## Excerpt:

----

On Thu, 22 Oct 2020 at 08:45, David <bouncingcats@gmail.com> wrote:

Hmmm again. Ignore my previous message. I didn't read the thread
carefully enough. I still haven't done that, because I should be
doing other things, but I have looked a little bit more carefully
so I have slightly better suggestions.

First,
https://www1.hgst.com/hdd/support/download.htm#DFT
says:
"""
Drive Fitness Test Version 4.16
The Drive Fitness Test (DFT) quickly and reliably tests SCSI, IDE and
SATA drives. [...] Supports Leading Drives
- SCSI.
- Serial ATA.
- Parallel ATA.
- IDE.
"""
So apparently it claims to work with all those interfaces. But
read the notes.

Next, check pages 5 and 6 and 31 of
https://www1.hgst.com/hdd/support/downloads/Dft32_User_Guide_415.pdf
in particular
"""
>From release 3.50, DFT supports Hitachi Serial-ATA drives when these
drives are attached to
- Motherboards and Plug-in PCI controllers, which utilises the Highpoint HPT374
and 372A (with Marvel bridge chip) chipsets, Silicon Image SIL3112A and 0680
chipset and Intel ICH5 chipset.
Configurations NOT supported:
- Drives attached using ATA RAID controllers where direct access to the attached
devices is blocked by the controller also not supported are Multi-Channel SCSI
RAID controllers.
- Serial-ATA controllers based on the Silicon Image Promise and Intel
chipsets are
not currently supported
"""

----

## Listed entries:

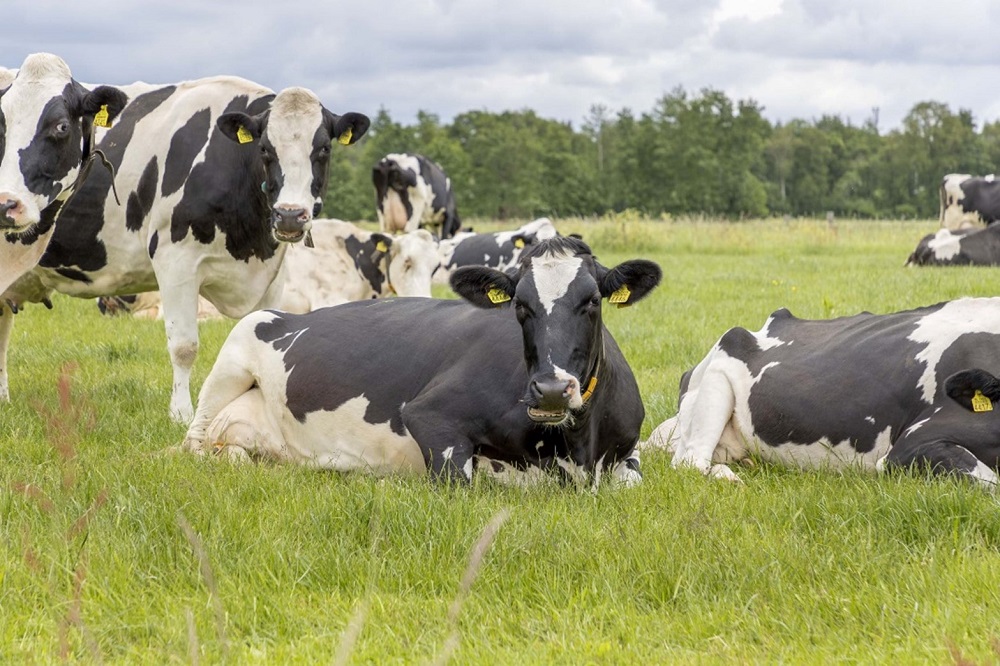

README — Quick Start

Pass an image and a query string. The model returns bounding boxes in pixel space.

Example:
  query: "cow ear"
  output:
[597,259,663,308]
[944,368,1000,412]
[323,107,371,146]
[215,111,267,143]
[448,266,517,308]
[80,86,128,127]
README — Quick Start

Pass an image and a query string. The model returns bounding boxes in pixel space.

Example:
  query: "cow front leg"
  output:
[876,440,1000,489]
[0,303,14,402]
[160,283,198,423]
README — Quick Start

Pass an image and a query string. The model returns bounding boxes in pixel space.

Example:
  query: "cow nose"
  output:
[531,379,572,411]
[0,199,21,226]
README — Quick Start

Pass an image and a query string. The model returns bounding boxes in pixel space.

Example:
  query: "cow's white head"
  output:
[451,236,662,425]
[373,229,440,298]
[218,88,370,243]
[0,53,127,235]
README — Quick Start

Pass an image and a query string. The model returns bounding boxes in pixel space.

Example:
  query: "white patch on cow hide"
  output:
[531,254,583,314]
[927,229,962,261]
[907,298,1000,404]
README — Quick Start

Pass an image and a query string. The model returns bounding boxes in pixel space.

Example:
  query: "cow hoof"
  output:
[708,465,743,485]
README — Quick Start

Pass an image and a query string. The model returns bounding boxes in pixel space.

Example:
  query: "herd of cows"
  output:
[0,54,1000,487]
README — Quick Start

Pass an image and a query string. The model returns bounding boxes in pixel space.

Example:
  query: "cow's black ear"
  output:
[80,86,128,127]
[448,266,517,308]
[215,111,267,143]
[597,259,663,308]
[323,107,371,146]
[944,368,1000,412]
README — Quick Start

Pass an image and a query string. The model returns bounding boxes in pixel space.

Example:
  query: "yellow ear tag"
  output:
[608,284,632,305]
[236,125,253,143]
[486,287,510,305]
[94,104,111,129]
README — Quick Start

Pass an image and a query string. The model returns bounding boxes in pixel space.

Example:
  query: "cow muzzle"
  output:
[528,377,575,425]
[271,206,312,243]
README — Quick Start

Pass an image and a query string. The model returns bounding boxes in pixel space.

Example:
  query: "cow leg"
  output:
[672,366,740,482]
[157,276,198,423]
[0,303,14,402]
[181,324,258,453]
[876,440,1000,489]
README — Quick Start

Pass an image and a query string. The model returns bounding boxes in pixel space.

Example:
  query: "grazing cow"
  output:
[0,68,369,421]
[646,298,1000,485]
[434,217,559,283]
[97,220,438,319]
[182,237,661,484]
[0,53,126,296]
[372,153,462,239]
[906,224,1000,266]
[941,173,1000,231]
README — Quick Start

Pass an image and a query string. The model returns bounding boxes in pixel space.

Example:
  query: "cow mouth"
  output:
[528,407,569,425]
[274,229,306,243]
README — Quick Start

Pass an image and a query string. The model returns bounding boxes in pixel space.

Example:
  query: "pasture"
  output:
[0,214,1000,664]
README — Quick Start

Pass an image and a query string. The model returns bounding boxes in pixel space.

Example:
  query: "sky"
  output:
[0,0,1000,132]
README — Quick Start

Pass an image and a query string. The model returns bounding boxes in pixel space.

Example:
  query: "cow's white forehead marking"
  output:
[908,298,1000,403]
[531,249,583,314]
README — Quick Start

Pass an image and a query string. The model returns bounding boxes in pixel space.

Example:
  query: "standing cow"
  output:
[941,173,1000,231]
[434,217,559,283]
[647,298,1000,486]
[372,153,462,239]
[0,77,369,421]
[182,237,661,484]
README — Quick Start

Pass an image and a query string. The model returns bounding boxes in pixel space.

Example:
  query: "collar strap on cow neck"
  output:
[580,356,601,405]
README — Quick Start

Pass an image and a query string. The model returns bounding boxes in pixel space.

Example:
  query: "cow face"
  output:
[451,237,662,425]
[372,229,440,298]
[218,88,369,243]
[0,53,127,234]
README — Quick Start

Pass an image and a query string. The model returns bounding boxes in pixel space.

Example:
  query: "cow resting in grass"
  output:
[940,173,1000,231]
[182,238,661,484]
[906,224,1000,266]
[0,74,368,422]
[434,217,559,284]
[645,298,1000,486]
[372,153,462,239]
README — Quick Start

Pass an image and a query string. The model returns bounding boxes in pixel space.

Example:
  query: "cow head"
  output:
[451,237,662,425]
[0,53,127,234]
[218,88,370,243]
[372,229,440,298]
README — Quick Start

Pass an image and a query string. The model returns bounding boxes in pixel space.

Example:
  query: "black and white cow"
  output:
[0,53,126,296]
[0,68,369,421]
[372,153,462,239]
[182,238,661,484]
[434,217,559,283]
[941,173,1000,231]
[906,224,1000,266]
[645,298,1000,485]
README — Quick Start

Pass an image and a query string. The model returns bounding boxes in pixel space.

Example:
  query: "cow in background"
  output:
[941,173,1000,231]
[372,153,462,239]
[97,220,438,319]
[434,217,559,284]
[0,74,369,421]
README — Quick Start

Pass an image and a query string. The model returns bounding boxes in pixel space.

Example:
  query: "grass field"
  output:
[0,216,1000,664]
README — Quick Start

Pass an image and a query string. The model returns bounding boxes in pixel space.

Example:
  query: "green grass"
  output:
[0,216,1000,664]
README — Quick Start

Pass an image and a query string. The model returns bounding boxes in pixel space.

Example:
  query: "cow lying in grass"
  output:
[182,238,661,485]
[646,298,1000,486]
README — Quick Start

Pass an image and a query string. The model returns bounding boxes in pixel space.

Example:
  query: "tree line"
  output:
[324,88,1000,220]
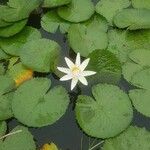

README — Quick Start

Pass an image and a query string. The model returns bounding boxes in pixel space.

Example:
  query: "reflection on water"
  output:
[3,0,150,150]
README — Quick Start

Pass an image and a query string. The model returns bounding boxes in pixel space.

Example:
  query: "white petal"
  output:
[79,77,88,85]
[71,78,78,90]
[80,71,96,77]
[60,75,72,81]
[76,53,81,66]
[57,67,70,74]
[65,57,75,69]
[80,58,90,71]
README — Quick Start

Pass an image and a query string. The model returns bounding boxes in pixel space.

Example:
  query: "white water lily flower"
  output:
[57,53,96,90]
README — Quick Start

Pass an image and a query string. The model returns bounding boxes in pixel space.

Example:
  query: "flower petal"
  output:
[57,67,70,74]
[60,74,72,81]
[65,57,75,69]
[79,76,88,85]
[80,58,90,71]
[71,78,78,90]
[75,53,81,66]
[80,71,96,77]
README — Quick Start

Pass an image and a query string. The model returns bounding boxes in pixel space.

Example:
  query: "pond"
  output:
[1,0,150,150]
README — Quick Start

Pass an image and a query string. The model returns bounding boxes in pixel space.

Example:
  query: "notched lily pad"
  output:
[58,0,94,23]
[88,50,122,83]
[41,10,70,33]
[75,84,133,138]
[0,26,41,56]
[0,126,36,150]
[12,78,69,127]
[96,0,130,25]
[43,0,71,8]
[103,126,150,150]
[20,39,60,72]
[114,8,150,30]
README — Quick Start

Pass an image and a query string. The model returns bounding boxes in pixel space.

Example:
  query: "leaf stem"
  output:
[0,130,22,140]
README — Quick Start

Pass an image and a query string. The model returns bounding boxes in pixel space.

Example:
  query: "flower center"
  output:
[71,66,81,76]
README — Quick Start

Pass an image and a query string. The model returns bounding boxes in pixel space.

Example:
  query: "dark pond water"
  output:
[0,0,150,150]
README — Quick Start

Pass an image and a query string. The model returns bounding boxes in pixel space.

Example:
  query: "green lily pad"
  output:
[88,50,122,83]
[0,121,7,137]
[114,8,150,30]
[20,39,60,72]
[122,62,143,84]
[103,126,150,150]
[41,10,70,33]
[129,49,150,67]
[0,0,42,22]
[75,84,133,138]
[43,0,71,8]
[58,0,94,23]
[107,29,150,63]
[129,89,150,117]
[96,0,130,25]
[131,0,150,9]
[68,24,108,57]
[0,26,41,56]
[131,68,150,89]
[12,78,69,127]
[1,126,36,150]
[0,19,27,37]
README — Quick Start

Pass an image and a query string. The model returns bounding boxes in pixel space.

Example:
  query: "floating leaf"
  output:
[96,0,130,25]
[129,89,150,117]
[0,26,41,56]
[0,19,27,37]
[12,78,69,127]
[75,84,133,138]
[58,0,94,23]
[114,8,150,30]
[7,63,33,86]
[131,0,150,9]
[43,0,71,8]
[41,143,58,150]
[68,21,108,57]
[1,126,36,150]
[41,11,70,33]
[103,126,150,150]
[88,50,121,83]
[129,49,150,67]
[20,39,60,72]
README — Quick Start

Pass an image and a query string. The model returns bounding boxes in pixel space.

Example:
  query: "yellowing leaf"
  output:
[41,143,58,150]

----

## Stated exercise 1:
Write out the stretch of the Drive Fitness Test message from "Next, check pages" through "RAID controllers.".
## Stated exercise 2:
According to the Drive Fitness Test message, what version number does the quoted download page give for the Drive Fitness Test?
## Stated exercise 3:
Proceed with the Drive Fitness Test message from the point at which it stops.

## Task response 1:
Next, check pages 5 and 6 and 31 of
https://www1.hgst.com/hdd/support/downloads/Dft32_User_Guide_415.pdf
in particular
"""
>From release 3.50, DFT supports Hitachi Serial-ATA drives when these
drives are attached to
- Motherboards and Plug-in PCI controllers, which utilises the Highpoint HPT374
and 372A (with Marvel bridge chip) chipsets, Silicon Image SIL3112A and 0680
chipset and Intel ICH5 chipset.
Configurations NOT supported:
- Drives attached using ATA RAID controllers where direct access to the attached
devices is blocked by the controller also not supported are Multi-Channel SCSI
RAID controllers.

## Task response 2:
Version 4.16.

## Task response 3:
It seems to be a 2009 document, pretty ancient.

I downloaded the bootable image
https://www1.hgst.com/hdd/support/downloads/ftool_215_install.IMG

and looked inside it using:
sudo mount -r -t msdos -o loop dft32_v416_b00_install.IMG /mnt/junk

The CONFIG.SYS file in the image shows what drivers are expected
to be loaded. A lot of what is in there is standard guff (ramdrive, upper
memory use, that may well be unnecessary) and causing the error
messages you reported earlier. It could be greatly simplified.
It looks like no additional drivers are loaded for ATA drives.

The AUTOEXEC.BAT file in the image contains the essential
  PATH=A:\DOS;A:\DFT;A:\;
  cd DFT
  LOADDFT.EXE  DFT-V300.EXE DFT.EXE /PSR >NUL

The final line is the most important.
That shows the correct use of the LOADDFT.EXE  and
DFT-V300.EXE files, and invalidates my previous advice.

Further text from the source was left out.